_What the task requires:_ Skip the pictures and extract all of the lines exactly as written.

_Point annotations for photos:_
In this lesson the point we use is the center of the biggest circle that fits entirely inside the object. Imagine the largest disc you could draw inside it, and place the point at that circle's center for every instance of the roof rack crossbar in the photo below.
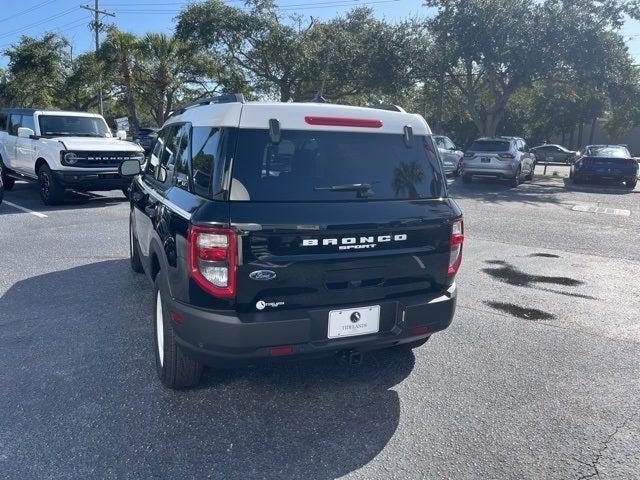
(225, 98)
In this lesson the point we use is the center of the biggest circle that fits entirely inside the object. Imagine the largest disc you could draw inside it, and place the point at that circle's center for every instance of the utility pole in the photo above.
(97, 27)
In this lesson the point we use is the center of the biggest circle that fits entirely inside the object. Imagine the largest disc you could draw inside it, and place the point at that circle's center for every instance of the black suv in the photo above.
(272, 230)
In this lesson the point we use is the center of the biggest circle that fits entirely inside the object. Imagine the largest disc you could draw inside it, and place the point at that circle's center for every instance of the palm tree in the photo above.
(123, 49)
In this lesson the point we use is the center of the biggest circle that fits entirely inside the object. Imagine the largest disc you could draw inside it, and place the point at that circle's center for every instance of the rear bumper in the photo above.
(83, 180)
(215, 337)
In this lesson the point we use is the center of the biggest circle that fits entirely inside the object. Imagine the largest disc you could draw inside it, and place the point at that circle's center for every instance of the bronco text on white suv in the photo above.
(62, 150)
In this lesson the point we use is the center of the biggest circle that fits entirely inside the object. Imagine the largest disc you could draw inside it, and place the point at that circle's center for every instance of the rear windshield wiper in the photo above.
(363, 189)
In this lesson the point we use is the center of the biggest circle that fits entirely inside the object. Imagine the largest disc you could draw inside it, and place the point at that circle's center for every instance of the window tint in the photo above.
(490, 146)
(206, 159)
(27, 122)
(163, 156)
(333, 166)
(15, 123)
(183, 156)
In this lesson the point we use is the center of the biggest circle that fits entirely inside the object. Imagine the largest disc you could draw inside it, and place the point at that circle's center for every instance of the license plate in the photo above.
(354, 321)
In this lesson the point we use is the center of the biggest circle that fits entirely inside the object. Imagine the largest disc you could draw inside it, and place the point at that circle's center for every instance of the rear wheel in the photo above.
(515, 181)
(51, 192)
(175, 369)
(134, 254)
(7, 181)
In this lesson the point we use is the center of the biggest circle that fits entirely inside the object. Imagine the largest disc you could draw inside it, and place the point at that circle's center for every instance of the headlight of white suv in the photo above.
(71, 158)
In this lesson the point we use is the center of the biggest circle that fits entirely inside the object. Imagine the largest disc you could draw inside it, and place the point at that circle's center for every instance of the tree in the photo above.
(122, 50)
(170, 70)
(37, 71)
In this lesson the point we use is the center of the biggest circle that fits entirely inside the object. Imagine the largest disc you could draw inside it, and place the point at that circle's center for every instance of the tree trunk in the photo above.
(594, 122)
(580, 131)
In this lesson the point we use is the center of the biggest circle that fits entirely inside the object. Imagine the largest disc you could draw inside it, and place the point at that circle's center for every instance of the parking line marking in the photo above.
(607, 210)
(26, 210)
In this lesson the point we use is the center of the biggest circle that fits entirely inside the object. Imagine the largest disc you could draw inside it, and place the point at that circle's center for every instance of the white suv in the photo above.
(62, 150)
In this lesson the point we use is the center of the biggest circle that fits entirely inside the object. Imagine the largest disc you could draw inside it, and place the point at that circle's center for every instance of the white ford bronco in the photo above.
(62, 150)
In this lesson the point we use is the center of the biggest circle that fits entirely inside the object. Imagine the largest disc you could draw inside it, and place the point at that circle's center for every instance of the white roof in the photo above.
(66, 113)
(295, 116)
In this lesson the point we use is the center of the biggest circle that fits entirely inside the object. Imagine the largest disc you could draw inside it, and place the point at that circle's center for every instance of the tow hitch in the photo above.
(350, 357)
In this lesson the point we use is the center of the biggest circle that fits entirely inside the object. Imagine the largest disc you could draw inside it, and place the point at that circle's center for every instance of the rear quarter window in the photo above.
(308, 166)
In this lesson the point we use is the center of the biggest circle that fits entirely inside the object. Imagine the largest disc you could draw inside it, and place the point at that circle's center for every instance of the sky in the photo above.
(35, 17)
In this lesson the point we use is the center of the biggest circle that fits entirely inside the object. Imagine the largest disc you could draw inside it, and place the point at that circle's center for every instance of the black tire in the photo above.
(175, 369)
(529, 177)
(515, 181)
(134, 252)
(7, 182)
(51, 192)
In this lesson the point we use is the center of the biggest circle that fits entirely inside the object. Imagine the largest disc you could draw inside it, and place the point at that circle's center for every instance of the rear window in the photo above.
(490, 146)
(608, 152)
(333, 166)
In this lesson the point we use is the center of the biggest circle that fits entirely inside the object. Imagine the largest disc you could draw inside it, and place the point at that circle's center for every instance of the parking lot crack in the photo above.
(598, 456)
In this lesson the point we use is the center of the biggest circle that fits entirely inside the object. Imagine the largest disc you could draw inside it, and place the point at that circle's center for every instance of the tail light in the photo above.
(455, 247)
(213, 259)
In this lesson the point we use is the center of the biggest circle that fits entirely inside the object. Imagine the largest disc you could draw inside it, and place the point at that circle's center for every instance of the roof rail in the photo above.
(225, 98)
(391, 108)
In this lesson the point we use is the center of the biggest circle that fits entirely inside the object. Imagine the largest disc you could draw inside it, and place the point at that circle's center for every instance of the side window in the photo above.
(15, 123)
(206, 156)
(28, 122)
(183, 156)
(160, 164)
(449, 144)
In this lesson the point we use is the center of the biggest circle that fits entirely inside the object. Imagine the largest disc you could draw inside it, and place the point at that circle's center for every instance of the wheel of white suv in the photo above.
(175, 369)
(51, 192)
(134, 253)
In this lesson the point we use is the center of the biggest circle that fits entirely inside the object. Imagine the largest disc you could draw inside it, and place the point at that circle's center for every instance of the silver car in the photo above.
(450, 154)
(549, 153)
(502, 157)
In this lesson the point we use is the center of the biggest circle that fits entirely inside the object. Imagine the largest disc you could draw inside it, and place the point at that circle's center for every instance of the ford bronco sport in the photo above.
(285, 229)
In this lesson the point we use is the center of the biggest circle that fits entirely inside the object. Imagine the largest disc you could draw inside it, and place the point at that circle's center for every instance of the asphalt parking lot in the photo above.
(538, 376)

_Expected answer:_
In this lesson the point we use is the center of the biggest circle that fits entirely inside the object. Imagine the largest disc you could draw inside it, and place the point at that circle's center for every instance of the roof rack crossbar in the photo below.
(225, 98)
In this lesson the point we use is the center of the biggest circle that fits entirely inside the object. Imagine the largest disc you could draw inside it, and place the point at that circle's center for every instance of the utility pole in the photo above.
(97, 27)
In this lesson the point we use is the center of the biggest circle that fits entirely inside the object. Imagine the largest disc you could draw inside it, and place the point at that circle's center for every instance of the black suv in the photo above.
(272, 230)
In this lesson the point we use is the center of the biggest circle that fits entirely inside the object. Imagine the largest disc you could draw inside it, and place the point at that circle's center for every instance of the palm tree in the photo above.
(123, 49)
In this lesson the point we use is the center of the biggest circle that fits entirely inside the object. Imagine the largest disc you could draw inside it, and place the point at that circle's center for every instance of the rear bumper in the photo above.
(83, 180)
(215, 337)
In this lesson the point we use is the center of the biggest circle that fits entirely inside the object. Imagine the largest disc you could draw inside it, and place the point at that circle's center for every instance of the bronco text on white suv in the photo above.
(62, 150)
In this lesson the point we use is the center of the biggest circle that fits entirely inside the object. Imagine the largest disc you could draw inside it, and place the point at that circle's center for every instance of the rear windshield wiper in the photo above.
(363, 189)
In this lesson the point we use is the center of the biggest circle that fits entirely inside the object. Imagine the largest disc you could draw inside it, and place the point at that circle's center for every instance of the window tint in the photo above.
(490, 146)
(206, 159)
(27, 122)
(163, 156)
(333, 166)
(15, 123)
(183, 156)
In this lesson the point we use is the center of the biggest circle that fits entirely inside the object. Imagine the largest disc you could draw inside it, and place the point at that circle's center for every instance of the license plate in the photo above.
(354, 321)
In this lesson the point we use is the center of the biggest circle that fits entirely inside the object. Imagine the largest disc you could draw inside it, and place the point at that circle's center for every instance of the rear wheel in the photo above.
(515, 181)
(51, 192)
(175, 369)
(134, 254)
(7, 181)
In this lesson the point we use is the center of the biggest circle that fits entirely inside the object. Imagine the largest disc you could draw inside it, and place the point at that circle's center for every instance of the headlight of white suv in the photo above.
(71, 158)
In this lesson the point we use is the center of the biggest circle that fits entirely inside the object. Imagine the largest disc you could draw inside it, and place the point at that circle's center for every instance of the tree in the photo above.
(122, 50)
(170, 70)
(37, 71)
In this lesson the point we use is the center of the biggest circle that fits entirely inside the object. Imagine the largest disc you could draw inside it, and place the point at that circle's center for every instance of the tree trunk in the photo above.
(594, 122)
(580, 131)
In this lesson the point we use is the center of the biggest circle that fits entirely inside the object. Imagine the largest disc you could draw inside it, and place the point at that circle's center for every instance of the parking line marking in the photo above.
(607, 210)
(26, 210)
In this lesson the point we use is the center of the biggest circle that fits entirely inside the object. Imagine the largest disc you could draw inside it, and place the point at that circle's center for every instance of the white suv in the photo above.
(62, 150)
In this lesson the point we use is the center of the biggest circle that fits entirely inside the object. Imagine the largest disc you could draw inside it, and place the point at that circle's center for every instance of the white ford bronco in the photo above.
(62, 150)
In this lesson the point we use is the center of the biggest circle that fits entirely inside the object. Imagine the largest disc you could draw inside it, and place the point at that circle's center for every instance of the white roof in the photo above.
(66, 113)
(295, 116)
In this lesson the point we use is the center of the biggest circle that fits entirely inside the object. Imagine the largest disc you could draw inside it, and place the point at that circle's center for every instance of the tow hitch in the photo above.
(350, 357)
In this lesson the point we use is the center of the biggest circle that fits entirely inside the object. Imagine the largest disc you could draw inside it, and place the point at that circle's center for every instance of the rear quarter window in the photo above.
(308, 166)
In this lesson the point we use is the center of the biggest circle that fits entirely inside the object. Imagine the largest disc you could draw inside it, and place the point at that circle's center for every instance of the sky in the photo above.
(35, 17)
In this lesson the point we use is the center of the biggest circle that fits entirely inside the object. Imagine the largest disc you could draw inside it, and place the point at that circle's center for every instance of the black tire in the photo above.
(175, 369)
(529, 177)
(515, 181)
(134, 252)
(7, 182)
(51, 192)
In this lesson the point we use is the center of the biggest circle that fits entirely inside the object. Imagine the largest disc you could draw inside it, and place the point at that circle's center for every instance of the rear window in the photo above.
(490, 146)
(608, 152)
(333, 166)
In this lesson the point we use is the center of the biggest circle that fits entirely inside the object. Imagine the largest disc you could draw inside it, and place the point at that circle's center for every instance of the parking lot crack in the photo above.
(598, 456)
In this lesson the point we use is the center of the biggest circle that fits entirely inside the object. Imagine the largest disc you could draw inside it, and place the point at that circle's center for every instance of the tail light in the photo above.
(455, 247)
(213, 259)
In this lesson the point we use is the center of the biggest circle that fits entirely inside the object. Imagine the largest disc you could draw inside it, and place the point at that circle's center for every instance of the roof rail in the photo above.
(225, 98)
(391, 108)
In this lesson the point we use is the center of the biggest circle that fits entirely inside the object. Imagine the largest disc you could draw inside it, and place the point at that circle's center for every instance of the side window in the photo above.
(15, 123)
(206, 156)
(28, 122)
(183, 156)
(160, 164)
(449, 144)
In this lesson the point we use is the center of the biggest circle that fits entirely inside the object. Imagine the largest disc you could draw inside it, and place the point at that circle's center for every instance of the wheel of white suv in the photo above.
(175, 369)
(51, 192)
(134, 253)
In this lesson the point we use is the center of the biggest circle that fits entirely inside the object. Imagine the largest disc you could draw inside it, and place the point at that circle's center for every instance of the silver car in the photo above.
(450, 154)
(549, 153)
(502, 157)
In this lesson the point we use is the center of the biggest circle that fits entirely inside the object. Imagine the largest disc you could draw inside it, and place the point at that circle's center for every instance of the ford bronco sport in the photo above.
(285, 229)
In this lesson the point we use is the center of the biggest circle that fits entirely inside the object. Imagine the largest disc you could draw inside it, and place the point at that circle's center for every instance of the asphalt parking lot in the photo above.
(538, 376)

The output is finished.